PROBLEM TO SOLVE
For the entries below, the result should be an exact transcription of the lines from the one with "325, row 129." up to and including the one with "column 7, row 41.", and only those.

INFORMATION SUPPLIED
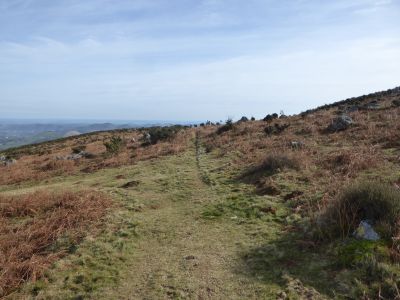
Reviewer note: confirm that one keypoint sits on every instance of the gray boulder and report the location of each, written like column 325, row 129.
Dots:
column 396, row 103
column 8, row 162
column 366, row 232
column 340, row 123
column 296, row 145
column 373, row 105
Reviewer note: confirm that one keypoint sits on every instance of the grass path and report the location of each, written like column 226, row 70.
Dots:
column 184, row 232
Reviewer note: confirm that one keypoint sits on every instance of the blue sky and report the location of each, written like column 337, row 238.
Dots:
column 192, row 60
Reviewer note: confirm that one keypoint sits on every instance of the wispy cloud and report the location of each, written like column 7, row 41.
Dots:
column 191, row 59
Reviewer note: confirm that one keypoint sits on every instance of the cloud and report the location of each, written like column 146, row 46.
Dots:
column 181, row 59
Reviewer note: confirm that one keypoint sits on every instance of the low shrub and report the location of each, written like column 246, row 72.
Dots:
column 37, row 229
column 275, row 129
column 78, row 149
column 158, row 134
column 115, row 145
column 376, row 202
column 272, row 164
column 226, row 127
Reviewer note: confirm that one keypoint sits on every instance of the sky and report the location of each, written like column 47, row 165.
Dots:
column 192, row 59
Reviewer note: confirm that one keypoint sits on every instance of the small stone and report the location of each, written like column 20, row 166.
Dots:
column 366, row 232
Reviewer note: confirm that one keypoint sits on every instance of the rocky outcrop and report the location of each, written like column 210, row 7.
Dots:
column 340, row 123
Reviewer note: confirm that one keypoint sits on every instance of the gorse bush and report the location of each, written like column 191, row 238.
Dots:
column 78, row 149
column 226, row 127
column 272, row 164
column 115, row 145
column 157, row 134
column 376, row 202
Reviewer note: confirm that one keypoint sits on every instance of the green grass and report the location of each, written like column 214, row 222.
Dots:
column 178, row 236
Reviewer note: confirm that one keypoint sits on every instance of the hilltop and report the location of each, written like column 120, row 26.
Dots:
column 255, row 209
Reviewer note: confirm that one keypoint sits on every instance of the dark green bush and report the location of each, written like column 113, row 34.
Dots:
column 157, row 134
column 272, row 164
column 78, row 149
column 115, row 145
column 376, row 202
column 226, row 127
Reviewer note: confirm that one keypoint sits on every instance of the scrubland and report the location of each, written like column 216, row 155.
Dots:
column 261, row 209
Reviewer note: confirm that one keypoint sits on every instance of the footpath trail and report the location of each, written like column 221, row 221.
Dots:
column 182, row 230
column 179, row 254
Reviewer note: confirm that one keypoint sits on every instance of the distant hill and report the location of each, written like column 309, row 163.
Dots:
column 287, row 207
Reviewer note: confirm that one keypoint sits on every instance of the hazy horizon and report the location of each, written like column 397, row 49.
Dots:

---

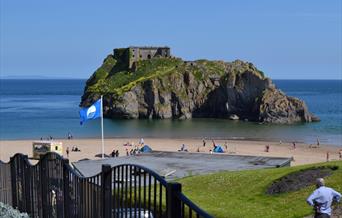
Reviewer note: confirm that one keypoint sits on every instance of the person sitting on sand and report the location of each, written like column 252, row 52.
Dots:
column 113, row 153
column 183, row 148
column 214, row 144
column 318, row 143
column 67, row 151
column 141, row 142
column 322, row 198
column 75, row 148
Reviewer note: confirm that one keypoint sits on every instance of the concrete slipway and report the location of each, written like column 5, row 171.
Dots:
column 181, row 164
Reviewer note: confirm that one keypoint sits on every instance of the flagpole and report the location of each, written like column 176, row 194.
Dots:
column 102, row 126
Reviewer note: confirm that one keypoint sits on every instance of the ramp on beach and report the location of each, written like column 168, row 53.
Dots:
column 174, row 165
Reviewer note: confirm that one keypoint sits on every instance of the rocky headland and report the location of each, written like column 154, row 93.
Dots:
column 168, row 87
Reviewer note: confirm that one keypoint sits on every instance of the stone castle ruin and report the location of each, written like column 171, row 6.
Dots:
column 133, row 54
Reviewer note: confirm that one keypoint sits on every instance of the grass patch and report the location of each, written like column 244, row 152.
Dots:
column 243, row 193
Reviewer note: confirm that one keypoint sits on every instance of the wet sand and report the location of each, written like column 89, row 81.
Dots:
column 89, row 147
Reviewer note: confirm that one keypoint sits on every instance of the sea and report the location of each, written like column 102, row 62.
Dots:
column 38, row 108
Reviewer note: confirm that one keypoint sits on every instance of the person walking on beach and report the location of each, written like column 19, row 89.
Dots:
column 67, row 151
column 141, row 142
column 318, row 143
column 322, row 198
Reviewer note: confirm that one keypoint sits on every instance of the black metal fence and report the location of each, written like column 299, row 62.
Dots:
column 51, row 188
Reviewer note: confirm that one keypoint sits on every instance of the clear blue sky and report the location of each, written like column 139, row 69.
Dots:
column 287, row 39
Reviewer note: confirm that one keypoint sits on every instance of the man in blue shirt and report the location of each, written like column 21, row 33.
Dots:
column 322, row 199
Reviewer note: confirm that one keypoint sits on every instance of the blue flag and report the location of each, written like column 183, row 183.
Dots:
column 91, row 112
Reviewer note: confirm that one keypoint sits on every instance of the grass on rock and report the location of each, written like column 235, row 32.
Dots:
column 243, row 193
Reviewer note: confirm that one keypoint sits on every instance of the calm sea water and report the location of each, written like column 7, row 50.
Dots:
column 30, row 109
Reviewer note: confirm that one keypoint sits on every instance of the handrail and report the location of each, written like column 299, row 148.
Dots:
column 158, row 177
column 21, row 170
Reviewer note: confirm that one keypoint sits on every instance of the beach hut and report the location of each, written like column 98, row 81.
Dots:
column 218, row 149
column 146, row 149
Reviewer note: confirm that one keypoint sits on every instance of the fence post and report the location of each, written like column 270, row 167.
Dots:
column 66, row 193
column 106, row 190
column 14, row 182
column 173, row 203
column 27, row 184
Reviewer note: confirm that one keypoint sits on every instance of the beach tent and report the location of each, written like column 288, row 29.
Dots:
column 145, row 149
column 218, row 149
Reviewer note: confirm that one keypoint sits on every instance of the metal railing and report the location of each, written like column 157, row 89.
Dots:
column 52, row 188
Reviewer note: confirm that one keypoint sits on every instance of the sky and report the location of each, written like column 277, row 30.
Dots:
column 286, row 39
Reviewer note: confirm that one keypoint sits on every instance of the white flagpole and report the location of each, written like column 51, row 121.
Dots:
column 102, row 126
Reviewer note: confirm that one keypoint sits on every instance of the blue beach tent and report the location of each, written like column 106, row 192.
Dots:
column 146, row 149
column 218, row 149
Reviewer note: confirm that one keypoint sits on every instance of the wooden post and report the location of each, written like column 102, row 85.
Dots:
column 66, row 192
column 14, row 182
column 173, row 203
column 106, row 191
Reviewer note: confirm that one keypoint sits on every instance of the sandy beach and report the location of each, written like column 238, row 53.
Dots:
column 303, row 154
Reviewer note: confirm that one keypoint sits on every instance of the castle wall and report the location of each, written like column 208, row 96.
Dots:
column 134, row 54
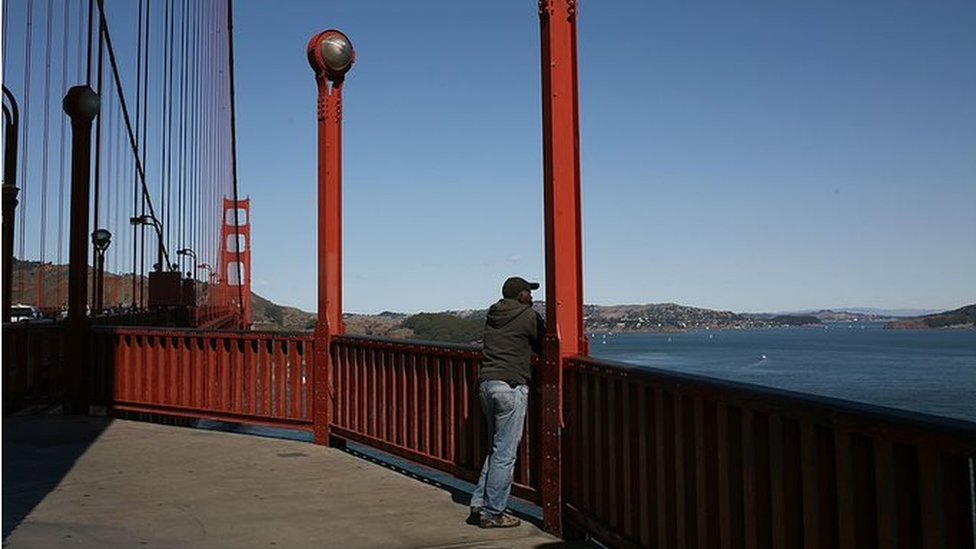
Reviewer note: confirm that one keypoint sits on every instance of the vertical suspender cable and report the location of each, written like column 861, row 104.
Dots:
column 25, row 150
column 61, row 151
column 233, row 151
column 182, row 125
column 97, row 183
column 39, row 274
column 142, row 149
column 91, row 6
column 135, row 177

ANSWER
Reviewer note: confirm that one keypoint sits on every instance of the gray boulder and report the location of each, written like column 325, row 129.
Dots:
column 396, row 103
column 8, row 162
column 366, row 232
column 340, row 123
column 296, row 145
column 373, row 105
Reviewer note: confirm that one keypoint sits on every instance of the grass path and report the location of each, written like column 226, row 70.
Dots:
column 184, row 232
Reviewer note: confirm that one keypoint sits on every instance of the blue sky and report the location of each, written like column 337, row 238.
Dots:
column 192, row 60
Reviewer note: confirm that one keypoint sits on every instance of the wispy cloud and report the location of each, written like column 7, row 41.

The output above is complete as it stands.